- Task directions -
Would you retype the listing below exactly as given?
──────────
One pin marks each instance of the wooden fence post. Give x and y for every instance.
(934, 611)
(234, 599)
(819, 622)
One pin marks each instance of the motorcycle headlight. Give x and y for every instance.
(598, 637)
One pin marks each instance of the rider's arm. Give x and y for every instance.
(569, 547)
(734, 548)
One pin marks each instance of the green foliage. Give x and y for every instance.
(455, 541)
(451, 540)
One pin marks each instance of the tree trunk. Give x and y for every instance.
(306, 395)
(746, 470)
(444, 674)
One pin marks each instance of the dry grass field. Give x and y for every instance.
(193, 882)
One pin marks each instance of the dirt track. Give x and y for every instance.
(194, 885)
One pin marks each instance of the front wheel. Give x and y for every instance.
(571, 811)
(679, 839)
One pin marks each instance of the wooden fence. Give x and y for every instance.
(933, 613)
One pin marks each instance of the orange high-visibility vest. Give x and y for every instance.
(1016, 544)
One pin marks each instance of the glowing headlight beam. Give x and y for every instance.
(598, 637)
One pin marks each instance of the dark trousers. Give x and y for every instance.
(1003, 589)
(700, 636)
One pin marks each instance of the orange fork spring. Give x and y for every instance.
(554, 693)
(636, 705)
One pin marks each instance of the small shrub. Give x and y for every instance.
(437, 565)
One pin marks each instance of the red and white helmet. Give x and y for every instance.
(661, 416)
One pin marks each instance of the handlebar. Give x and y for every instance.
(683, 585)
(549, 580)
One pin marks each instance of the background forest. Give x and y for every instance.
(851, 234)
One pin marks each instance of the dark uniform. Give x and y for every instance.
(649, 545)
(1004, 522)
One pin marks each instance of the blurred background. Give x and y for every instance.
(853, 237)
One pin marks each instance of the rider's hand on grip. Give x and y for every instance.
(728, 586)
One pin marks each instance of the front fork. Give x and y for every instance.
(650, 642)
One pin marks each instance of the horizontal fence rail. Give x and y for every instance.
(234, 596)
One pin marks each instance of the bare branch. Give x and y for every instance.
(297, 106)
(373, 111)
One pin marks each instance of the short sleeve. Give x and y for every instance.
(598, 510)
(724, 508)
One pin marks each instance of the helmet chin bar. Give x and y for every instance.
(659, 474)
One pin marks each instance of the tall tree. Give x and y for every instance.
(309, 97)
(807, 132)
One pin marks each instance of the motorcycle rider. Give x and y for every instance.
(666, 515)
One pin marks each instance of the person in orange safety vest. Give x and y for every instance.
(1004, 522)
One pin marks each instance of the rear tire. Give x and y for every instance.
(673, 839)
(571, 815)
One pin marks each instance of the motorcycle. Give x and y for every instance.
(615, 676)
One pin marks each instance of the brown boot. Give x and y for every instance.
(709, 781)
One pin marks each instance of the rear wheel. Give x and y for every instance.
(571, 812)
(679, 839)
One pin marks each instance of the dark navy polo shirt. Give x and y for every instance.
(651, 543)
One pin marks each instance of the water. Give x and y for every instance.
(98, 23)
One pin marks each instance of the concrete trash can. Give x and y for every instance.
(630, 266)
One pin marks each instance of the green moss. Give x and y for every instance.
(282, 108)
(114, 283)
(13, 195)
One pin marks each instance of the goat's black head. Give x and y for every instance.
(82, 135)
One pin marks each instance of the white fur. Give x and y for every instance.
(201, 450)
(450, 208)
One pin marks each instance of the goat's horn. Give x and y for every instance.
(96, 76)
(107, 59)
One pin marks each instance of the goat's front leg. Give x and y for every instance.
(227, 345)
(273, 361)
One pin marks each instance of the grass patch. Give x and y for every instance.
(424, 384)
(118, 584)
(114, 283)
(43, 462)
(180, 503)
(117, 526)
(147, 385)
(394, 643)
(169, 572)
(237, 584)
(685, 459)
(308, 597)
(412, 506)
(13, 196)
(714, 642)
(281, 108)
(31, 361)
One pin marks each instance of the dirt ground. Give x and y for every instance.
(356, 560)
──────────
- Answer section -
One pin marks each instance of the wooden fence post. Give x and y for every instance.
(934, 611)
(234, 599)
(819, 622)
One pin marks each instance of the motorcycle headlight. Give x and y for every instance.
(598, 637)
One pin marks each instance of the rider's arm. Give x and y for every instance.
(569, 547)
(734, 548)
One pin marks each instance of the green foliage. Give x and y for every instance.
(455, 541)
(451, 540)
One pin marks each instance of the tree trunk. Give x and y for every instance.
(306, 395)
(746, 470)
(444, 674)
One pin marks each instance of the dry grass field. Give x and y for every instance.
(193, 882)
One pin marks each instance of the dirt track. Give x and y for every instance.
(194, 885)
One pin marks each instance of the front wheel. Give x and y for every instance.
(571, 811)
(679, 839)
One pin marks each instance of the wooden fence. Give x and y for every instance.
(933, 613)
One pin marks each instance of the orange high-visibility vest. Give x and y for every instance.
(1016, 544)
One pin marks each instance of the glowing headlight beam. Give x and y for every instance.
(598, 637)
One pin marks each instance of the dark trousers. Give x and y for every instance.
(1003, 589)
(700, 636)
One pin marks each instance of the orange fork spring. Give x and y for every instance.
(554, 693)
(636, 705)
One pin marks each instance of the small shrub. Give x and y for every instance.
(437, 565)
One pin marks each instance of the red and white helmet. Give x and y for every instance.
(661, 416)
One pin marks each instance of the handlebar. Give x and y for every instance.
(683, 585)
(549, 580)
One pin marks each instance of the background forest. Give x and y for every instance.
(851, 234)
One pin marks each instance of the dark uniform. Give x and y for every instance.
(649, 545)
(1004, 522)
One pin marks each instance of the blurred background. Give x and y for every instance.
(853, 237)
One pin marks each instance of the rider's hand on grip. Give x and y for every instance.
(728, 586)
One pin marks each instance of the front fork. Give x and y for every instance.
(650, 642)
One pin marks each instance of the horizontal fence rail. Give x and y for every instance.
(234, 596)
One pin marks each instance of the bare branch. Give x and y for every instance.
(297, 106)
(373, 111)
One pin marks each instance of the short sleeve. Give x and y for every instance.
(598, 510)
(724, 508)
One pin marks each instance of the helmet chin bar. Give x and y for every instance.
(659, 474)
One pin marks each instance of the tall tree. Give x and y for every instance.
(309, 97)
(807, 132)
One pin marks each instance of the motorcycle rider. Give x and y for every instance.
(666, 515)
One pin marks each instance of the person in orange safety vest. Give x and y for every instance.
(1004, 522)
One pin marks each instance of the rear tire. Give x and y for every instance.
(673, 839)
(571, 815)
One pin marks each instance of the motorcycle. Give x and y for every instance.
(615, 676)
One pin marks each instance of the brown boot. Give x and y for every instance.
(709, 781)
One pin marks each instance of the rear wheel. Give x and y for every instance.
(571, 812)
(679, 839)
One pin marks each instance of the dark navy polo shirt. Give x and y for every instance.
(651, 543)
One pin marks each instance of the water. Give x and y for every instance.
(98, 23)
One pin marks each instance of the concrete trash can. Give x and y for every instance.
(630, 266)
One pin marks each instance of the green moss. Give x and y for every instance.
(282, 108)
(114, 283)
(13, 195)
One pin marks each instance of the goat's black head. Give x and y for every instance.
(82, 135)
One pin marks each instance of the white fur. Give x and y for every instance.
(201, 450)
(450, 208)
One pin marks each instance of the goat's horn. Give x and y for every instance.
(96, 76)
(107, 59)
One pin marks each instance of the goat's front leg. Give x and y for every instance.
(227, 345)
(273, 361)
One pin marks each instance of the grass patch. Give x and y for every instance.
(424, 384)
(118, 584)
(114, 283)
(43, 462)
(180, 503)
(117, 526)
(147, 385)
(394, 643)
(169, 572)
(237, 584)
(685, 459)
(308, 597)
(412, 506)
(13, 196)
(714, 642)
(281, 108)
(31, 361)
One pin marks each instance of the dirt ground. Give x and y for every instance.
(356, 560)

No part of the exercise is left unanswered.